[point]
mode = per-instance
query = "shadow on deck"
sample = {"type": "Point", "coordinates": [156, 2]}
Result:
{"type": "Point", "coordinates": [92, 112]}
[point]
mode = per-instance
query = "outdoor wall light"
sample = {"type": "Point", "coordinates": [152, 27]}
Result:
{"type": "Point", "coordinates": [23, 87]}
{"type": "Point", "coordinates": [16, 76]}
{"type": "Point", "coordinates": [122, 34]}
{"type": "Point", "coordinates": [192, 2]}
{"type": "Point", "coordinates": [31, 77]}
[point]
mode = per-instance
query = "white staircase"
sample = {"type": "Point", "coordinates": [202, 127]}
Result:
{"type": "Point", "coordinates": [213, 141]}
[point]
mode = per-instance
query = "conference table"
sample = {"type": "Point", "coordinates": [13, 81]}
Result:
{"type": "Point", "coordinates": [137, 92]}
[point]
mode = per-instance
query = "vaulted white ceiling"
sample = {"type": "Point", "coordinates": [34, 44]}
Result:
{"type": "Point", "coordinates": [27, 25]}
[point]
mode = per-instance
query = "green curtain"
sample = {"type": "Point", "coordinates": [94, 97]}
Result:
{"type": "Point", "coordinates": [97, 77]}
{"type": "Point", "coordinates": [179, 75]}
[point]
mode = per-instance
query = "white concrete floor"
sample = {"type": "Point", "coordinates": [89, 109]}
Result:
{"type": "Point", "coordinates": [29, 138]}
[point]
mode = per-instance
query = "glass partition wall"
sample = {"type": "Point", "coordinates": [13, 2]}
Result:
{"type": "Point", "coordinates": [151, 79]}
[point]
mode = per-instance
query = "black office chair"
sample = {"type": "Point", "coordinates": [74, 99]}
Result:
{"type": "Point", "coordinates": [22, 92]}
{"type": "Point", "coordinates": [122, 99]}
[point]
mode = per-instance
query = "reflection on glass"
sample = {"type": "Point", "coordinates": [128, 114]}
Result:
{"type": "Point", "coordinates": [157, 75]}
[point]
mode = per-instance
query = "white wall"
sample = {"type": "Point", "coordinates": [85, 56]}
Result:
· · ·
JOB:
Copy the data above exactly. Every line must be included.

REPLY:
[point]
mode = per-instance
query = "shadow on deck"
sample = {"type": "Point", "coordinates": [156, 2]}
Result:
{"type": "Point", "coordinates": [92, 112]}
[point]
mode = per-instance
query = "outdoor wall light"
sample = {"type": "Point", "coordinates": [152, 27]}
Result:
{"type": "Point", "coordinates": [23, 87]}
{"type": "Point", "coordinates": [16, 76]}
{"type": "Point", "coordinates": [122, 34]}
{"type": "Point", "coordinates": [192, 2]}
{"type": "Point", "coordinates": [31, 77]}
[point]
mode = per-instance
query = "white staircase"
sample = {"type": "Point", "coordinates": [202, 127]}
Result:
{"type": "Point", "coordinates": [213, 141]}
[point]
mode = per-instance
query = "conference table"
sample = {"type": "Point", "coordinates": [13, 81]}
Result:
{"type": "Point", "coordinates": [137, 92]}
[point]
mode = per-instance
query = "vaulted white ceiling"
sample = {"type": "Point", "coordinates": [34, 44]}
Result:
{"type": "Point", "coordinates": [27, 25]}
[point]
mode = per-instance
query = "green curtain"
sample = {"type": "Point", "coordinates": [94, 97]}
Result:
{"type": "Point", "coordinates": [97, 77]}
{"type": "Point", "coordinates": [179, 75]}
[point]
mode = per-instance
query = "white concrete floor"
sample = {"type": "Point", "coordinates": [89, 109]}
Result:
{"type": "Point", "coordinates": [29, 138]}
[point]
mode = per-instance
query = "glass partition wall"
sample = {"type": "Point", "coordinates": [13, 2]}
Result:
{"type": "Point", "coordinates": [151, 79]}
[point]
mode = per-instance
query = "black office chair"
sample = {"type": "Point", "coordinates": [74, 99]}
Result:
{"type": "Point", "coordinates": [22, 92]}
{"type": "Point", "coordinates": [122, 99]}
[point]
mode = per-instance
query = "reflection on glass"
sample = {"type": "Point", "coordinates": [128, 114]}
Result:
{"type": "Point", "coordinates": [157, 75]}
[point]
mode = per-instance
query = "white wall"
sample = {"type": "Point", "coordinates": [85, 56]}
Result:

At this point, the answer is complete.